Vivo con lo que tracé ayer
no sé si mi vida inició al nacer
vivo lo que veo este día
y lo que he visto siempre
Norma F. Roffe
I
22 de diciembre.
Amaneció. Bajé el cierre de la tienda y asomé la
cabeza. La luz de la aurora se abría paso ante la oscuridad. Sobre la montaña,
una pequeña estela blanca se difuminaba poco a poco conforme avanzaban los
rayos del sol. Agarré el celular y tomé un par de fotos. Resaltaba la silueta
de las montañas contra el cielo resplandeciente y unos pequeños manchones
blancos apenas la tocaban. Buen descanso. Por segunda vez en el viaje
pernoctaba al aire libre y hasta ahora todo había resultado bien, aunque la
tarde de ayer me dieron un buen susto que debo registrar. Pero vamos por partes.
A mi derecha corre el río, heracliteanamente
eterno. Hacia el poniente, es decir, hacia donde apunta mi cabeza recostado
dentro de la tienda, está el puente, unos quince o veinte metros por encima del
cauce. En ese punto ya es el río Balsas. También donde yo me encuentro; pero
unos metros atrás el Atoyac sale por la izquierda y el Mixteco por la derecha,
y se juntan ahí para formar el primero. Yo seguiré la cuenca de este último, cruzando
el puente hacia el sur, pero ahora mismo me pregunto cómo serán los
dominios del segundo, río arriba.
Viendo en el mapa descubro que en algún punto el
río alcanza el pueblo de Coatzingo. En un viaje anterior entré ahí con @cacturante en busca de agua y comida. Pueblo tranquilo, aunque ya desde
aquella vez empecé a notar, sin tener plena conciencia de ello, la ingente
cantidad de motocicletas que hay en la región. En esa ocasión parecían más bien
trabajadores del campo, que se mueven de esa forma en la zona y localidades
aledañas. Como me dirán más adelante, son chamacos, 20-25 años a lo mucho,
jugando a vivir al límite.
++++
### LISTA DE TAREAS
(A) Imprime el trozo del relato del viaje junto al río Balsas que va de "Viendo en el" a "vivir al límite.", ambos incluidos.
(B) Contesta estas preguntas sobre el relato del viaje junto al río Balsas:
(i) ¿Qué fecha aparece al principio del diario?
(ii) ¿Qué dos ríos se juntan para formar el Balsas?
(iii) ¿A qué altura sobre el cauce está el puente, más o menos?
(C) Sigue escribiendo el relato del viaje junto al río Balsas a partir de la última oración.

[Elementos del conjunto de datos]
++++
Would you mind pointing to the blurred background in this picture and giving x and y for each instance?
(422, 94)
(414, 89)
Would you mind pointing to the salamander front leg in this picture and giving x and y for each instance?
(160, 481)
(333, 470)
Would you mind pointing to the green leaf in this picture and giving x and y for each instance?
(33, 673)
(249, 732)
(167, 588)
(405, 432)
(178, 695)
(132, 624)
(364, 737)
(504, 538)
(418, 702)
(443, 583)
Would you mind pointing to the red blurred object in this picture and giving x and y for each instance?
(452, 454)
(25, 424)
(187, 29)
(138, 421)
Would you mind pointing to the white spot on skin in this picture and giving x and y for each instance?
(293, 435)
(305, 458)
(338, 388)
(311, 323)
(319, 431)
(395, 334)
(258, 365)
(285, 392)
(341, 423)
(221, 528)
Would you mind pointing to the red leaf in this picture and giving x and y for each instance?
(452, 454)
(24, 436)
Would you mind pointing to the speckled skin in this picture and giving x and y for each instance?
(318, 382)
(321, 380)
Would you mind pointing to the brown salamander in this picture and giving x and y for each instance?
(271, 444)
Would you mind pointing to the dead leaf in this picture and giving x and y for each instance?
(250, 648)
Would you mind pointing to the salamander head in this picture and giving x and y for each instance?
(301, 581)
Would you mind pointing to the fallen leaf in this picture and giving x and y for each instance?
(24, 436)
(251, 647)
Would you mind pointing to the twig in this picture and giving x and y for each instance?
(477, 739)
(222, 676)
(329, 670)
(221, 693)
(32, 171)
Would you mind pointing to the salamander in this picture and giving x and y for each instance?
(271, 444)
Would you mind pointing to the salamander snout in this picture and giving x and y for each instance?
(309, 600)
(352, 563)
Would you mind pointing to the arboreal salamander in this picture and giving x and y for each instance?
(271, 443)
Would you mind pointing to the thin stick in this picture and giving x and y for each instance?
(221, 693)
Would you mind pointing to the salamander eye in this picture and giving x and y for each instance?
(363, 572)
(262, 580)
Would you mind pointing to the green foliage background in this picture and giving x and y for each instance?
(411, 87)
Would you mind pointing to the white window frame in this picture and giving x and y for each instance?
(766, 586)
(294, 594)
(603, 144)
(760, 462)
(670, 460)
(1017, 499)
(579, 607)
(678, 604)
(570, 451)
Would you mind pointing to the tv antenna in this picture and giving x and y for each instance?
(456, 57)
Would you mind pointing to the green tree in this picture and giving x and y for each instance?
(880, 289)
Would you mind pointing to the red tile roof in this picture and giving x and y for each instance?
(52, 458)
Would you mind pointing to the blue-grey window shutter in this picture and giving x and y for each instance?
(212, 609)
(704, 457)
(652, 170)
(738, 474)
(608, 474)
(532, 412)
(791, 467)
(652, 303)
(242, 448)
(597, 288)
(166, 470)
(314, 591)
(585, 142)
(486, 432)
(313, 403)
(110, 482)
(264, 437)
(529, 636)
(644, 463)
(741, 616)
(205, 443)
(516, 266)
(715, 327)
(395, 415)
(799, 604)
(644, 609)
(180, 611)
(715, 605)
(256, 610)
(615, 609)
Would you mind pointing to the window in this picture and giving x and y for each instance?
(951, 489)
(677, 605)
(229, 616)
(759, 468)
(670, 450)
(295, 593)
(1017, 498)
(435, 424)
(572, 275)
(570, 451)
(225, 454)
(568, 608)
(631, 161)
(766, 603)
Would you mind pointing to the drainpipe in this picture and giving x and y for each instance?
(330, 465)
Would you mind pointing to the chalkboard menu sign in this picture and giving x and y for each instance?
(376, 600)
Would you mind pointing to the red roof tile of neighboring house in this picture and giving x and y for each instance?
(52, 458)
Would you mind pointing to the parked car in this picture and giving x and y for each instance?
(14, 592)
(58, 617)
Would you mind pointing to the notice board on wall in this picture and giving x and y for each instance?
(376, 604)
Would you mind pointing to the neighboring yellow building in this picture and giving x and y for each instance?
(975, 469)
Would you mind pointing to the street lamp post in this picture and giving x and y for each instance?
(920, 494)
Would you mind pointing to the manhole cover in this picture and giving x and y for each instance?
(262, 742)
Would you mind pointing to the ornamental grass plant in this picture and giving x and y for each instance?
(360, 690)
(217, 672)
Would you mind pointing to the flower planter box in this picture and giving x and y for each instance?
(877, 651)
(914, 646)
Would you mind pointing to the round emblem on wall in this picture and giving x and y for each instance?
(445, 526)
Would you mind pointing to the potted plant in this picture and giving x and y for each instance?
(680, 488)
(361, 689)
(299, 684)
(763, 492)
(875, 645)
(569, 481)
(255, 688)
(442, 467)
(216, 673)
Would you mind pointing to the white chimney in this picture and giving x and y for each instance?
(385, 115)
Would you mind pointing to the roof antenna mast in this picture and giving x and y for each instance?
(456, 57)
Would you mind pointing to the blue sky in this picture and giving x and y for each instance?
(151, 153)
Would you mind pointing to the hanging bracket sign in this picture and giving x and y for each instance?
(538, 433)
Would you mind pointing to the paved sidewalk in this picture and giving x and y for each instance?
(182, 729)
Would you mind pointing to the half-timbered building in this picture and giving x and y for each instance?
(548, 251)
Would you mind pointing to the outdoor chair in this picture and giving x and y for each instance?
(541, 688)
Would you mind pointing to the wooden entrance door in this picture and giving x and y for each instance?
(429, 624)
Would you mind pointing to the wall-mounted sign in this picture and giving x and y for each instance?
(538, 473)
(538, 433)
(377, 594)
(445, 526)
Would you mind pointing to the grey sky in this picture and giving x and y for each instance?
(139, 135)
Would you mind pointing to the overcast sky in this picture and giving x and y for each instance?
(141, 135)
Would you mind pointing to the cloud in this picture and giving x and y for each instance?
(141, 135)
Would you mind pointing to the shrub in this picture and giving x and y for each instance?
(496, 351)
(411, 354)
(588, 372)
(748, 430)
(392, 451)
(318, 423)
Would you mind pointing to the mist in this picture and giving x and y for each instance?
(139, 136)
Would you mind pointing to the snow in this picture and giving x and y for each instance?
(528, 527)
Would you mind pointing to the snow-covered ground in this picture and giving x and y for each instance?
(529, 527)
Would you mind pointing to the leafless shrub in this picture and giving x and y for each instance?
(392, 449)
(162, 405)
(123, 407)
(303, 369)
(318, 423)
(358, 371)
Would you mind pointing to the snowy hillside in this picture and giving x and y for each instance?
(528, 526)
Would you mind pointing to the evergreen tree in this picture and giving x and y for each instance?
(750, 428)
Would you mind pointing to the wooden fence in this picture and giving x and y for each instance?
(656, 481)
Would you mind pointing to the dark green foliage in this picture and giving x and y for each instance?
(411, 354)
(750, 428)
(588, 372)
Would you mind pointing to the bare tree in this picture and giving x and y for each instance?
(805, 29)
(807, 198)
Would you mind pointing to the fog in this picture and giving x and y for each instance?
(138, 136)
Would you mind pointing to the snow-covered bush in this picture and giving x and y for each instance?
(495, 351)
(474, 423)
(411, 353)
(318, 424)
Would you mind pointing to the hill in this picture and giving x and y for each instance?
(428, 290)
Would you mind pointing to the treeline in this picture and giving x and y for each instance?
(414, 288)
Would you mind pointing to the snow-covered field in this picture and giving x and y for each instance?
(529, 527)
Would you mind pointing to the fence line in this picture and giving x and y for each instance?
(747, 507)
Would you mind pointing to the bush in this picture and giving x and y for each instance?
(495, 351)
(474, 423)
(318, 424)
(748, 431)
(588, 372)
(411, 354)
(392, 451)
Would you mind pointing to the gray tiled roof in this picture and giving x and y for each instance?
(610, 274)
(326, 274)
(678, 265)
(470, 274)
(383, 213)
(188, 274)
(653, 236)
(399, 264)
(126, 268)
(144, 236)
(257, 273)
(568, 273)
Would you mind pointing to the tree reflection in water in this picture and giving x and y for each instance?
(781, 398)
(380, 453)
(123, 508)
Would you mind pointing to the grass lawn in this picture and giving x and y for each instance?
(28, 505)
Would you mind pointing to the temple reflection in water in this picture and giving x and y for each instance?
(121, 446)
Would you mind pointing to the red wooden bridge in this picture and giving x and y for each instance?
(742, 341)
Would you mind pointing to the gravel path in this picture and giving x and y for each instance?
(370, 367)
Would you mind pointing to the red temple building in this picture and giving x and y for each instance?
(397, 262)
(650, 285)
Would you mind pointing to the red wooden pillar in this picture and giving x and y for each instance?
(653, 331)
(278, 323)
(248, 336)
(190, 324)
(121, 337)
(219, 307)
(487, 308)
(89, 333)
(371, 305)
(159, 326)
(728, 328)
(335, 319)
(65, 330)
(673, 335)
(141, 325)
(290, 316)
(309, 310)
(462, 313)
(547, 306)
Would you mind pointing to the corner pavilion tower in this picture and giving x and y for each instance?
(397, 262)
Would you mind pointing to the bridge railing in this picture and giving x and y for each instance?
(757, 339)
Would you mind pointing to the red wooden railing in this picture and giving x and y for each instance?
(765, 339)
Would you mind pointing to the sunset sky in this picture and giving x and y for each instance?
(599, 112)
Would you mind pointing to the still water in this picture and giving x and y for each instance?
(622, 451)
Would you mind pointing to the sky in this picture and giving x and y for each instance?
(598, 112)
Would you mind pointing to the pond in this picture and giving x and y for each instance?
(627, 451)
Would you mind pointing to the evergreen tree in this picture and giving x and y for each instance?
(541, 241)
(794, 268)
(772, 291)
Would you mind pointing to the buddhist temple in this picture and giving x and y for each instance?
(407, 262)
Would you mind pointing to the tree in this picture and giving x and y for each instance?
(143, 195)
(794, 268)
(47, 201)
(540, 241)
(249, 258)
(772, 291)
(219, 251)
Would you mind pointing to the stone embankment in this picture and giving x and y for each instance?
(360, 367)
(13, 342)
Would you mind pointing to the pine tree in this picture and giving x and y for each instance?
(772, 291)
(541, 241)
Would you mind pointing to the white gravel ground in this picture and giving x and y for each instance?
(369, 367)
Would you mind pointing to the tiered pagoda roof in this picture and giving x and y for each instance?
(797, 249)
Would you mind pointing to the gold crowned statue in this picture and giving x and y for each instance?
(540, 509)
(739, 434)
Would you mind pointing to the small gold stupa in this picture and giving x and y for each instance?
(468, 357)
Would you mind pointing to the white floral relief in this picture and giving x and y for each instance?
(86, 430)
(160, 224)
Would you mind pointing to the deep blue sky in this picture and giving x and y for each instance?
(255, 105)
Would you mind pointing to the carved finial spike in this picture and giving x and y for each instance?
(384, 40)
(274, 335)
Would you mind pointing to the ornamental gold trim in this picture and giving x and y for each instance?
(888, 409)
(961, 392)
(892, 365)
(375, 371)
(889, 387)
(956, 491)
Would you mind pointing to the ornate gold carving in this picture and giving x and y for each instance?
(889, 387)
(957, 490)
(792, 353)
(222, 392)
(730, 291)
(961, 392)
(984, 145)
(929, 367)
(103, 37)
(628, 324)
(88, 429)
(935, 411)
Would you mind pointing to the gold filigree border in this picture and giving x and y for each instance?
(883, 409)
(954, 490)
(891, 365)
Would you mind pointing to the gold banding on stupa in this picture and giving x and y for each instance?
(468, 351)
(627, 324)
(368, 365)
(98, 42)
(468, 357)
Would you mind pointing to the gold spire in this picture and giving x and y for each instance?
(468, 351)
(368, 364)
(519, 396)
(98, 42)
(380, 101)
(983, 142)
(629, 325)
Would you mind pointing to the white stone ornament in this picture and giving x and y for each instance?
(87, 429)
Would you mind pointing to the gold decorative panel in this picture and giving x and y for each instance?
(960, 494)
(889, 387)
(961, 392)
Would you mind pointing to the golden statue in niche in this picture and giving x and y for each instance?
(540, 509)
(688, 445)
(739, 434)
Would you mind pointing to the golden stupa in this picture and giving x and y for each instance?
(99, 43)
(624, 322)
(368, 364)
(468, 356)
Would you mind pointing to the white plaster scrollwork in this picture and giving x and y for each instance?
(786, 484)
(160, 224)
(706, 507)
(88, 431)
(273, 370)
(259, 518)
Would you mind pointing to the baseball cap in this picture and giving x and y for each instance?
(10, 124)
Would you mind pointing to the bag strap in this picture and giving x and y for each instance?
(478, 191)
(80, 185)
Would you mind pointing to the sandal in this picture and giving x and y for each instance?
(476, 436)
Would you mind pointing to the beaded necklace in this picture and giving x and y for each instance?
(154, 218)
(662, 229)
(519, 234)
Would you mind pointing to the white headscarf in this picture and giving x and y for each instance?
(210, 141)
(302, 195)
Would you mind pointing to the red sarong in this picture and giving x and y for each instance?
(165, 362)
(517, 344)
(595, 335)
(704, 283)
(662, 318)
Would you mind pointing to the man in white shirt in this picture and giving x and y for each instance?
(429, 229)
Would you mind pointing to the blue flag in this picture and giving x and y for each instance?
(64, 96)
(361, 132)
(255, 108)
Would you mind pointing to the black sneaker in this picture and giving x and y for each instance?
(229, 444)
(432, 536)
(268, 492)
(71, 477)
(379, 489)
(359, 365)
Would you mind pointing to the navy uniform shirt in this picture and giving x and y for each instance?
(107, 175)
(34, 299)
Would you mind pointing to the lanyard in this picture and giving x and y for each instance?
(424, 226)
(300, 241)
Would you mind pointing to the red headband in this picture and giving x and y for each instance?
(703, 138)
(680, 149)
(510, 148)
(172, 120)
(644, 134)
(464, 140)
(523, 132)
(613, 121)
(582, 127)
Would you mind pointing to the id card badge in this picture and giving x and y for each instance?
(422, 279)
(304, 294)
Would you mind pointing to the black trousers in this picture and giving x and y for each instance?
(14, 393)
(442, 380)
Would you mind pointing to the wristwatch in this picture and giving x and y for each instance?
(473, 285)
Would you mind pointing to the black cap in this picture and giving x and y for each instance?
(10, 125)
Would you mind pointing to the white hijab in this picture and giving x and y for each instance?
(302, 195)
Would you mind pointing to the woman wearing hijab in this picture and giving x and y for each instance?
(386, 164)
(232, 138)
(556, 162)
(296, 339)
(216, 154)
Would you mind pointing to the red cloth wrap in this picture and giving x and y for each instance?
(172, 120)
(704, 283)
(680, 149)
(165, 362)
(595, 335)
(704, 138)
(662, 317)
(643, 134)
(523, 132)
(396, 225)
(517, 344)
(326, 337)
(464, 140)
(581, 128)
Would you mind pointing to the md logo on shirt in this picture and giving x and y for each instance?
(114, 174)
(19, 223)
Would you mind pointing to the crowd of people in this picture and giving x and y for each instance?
++++
### RESPUESTAS ESPERADAS
(A)
Viendo en el mapa descubro que en algún punto el
río alcanza el pueblo de Coatzingo. En un viaje anterior entré ahí con @cacturante en busca de agua y comida. Pueblo tranquilo, aunque ya desde
aquella vez empecé a notar, sin tener plena conciencia de ello, la ingente
cantidad de motocicletas que hay en la región. En esa ocasión parecían más bien
trabajadores del campo, que se mueven de esa forma en la zona y localidades
aledañas. Como me dirán más adelante, son chamacos, 20-25 años a lo mucho,
jugando a vivir al límite.

(B)
(i) El 22 de diciembre.
(ii) El Atoyac y el Mixteco.
(iii) Unos quince o veinte metros.

(C)
Aquella ocasión veníamos de San Juan Epatlán. Nos
había tocado una que otra pendiente sabrosa antes del medio día. Alcanzamos una
planicie y enfilamos por una recta flanqueada a ambos lados por infinidad de cultivos
en campos abiertos. La mayoría no logré identificarlos, pero en algún punto me
pareció ver lechugas, papayas, jícamas y cebollas. Y mucha gente trabajando,
jornaleros, hombres y mujeres, bajo el furibundo rayo del Sol de la Mixteca.
Subimos para entrar a la plaza. Nos detuvimos un
momento afuera de una tienda y localizamos una frutería. Yo andaba a la
caza de plátanos, pero ahí mismo descubrí que no hay fruta de mayor utilidad
al cicloviajero que naranjas, mandarinas y en general cualquier cítrico,
pero sobre todo las primeras.
El río pasa por ahí; se trata de otra ruta que
convendría explorar, pero en dirección norte, o a la inversa si se quiere. Aquella
vez nos dirigíamos hacia el este: Tepexi, San Juan Raya, Zapotitlán y Tehuacán.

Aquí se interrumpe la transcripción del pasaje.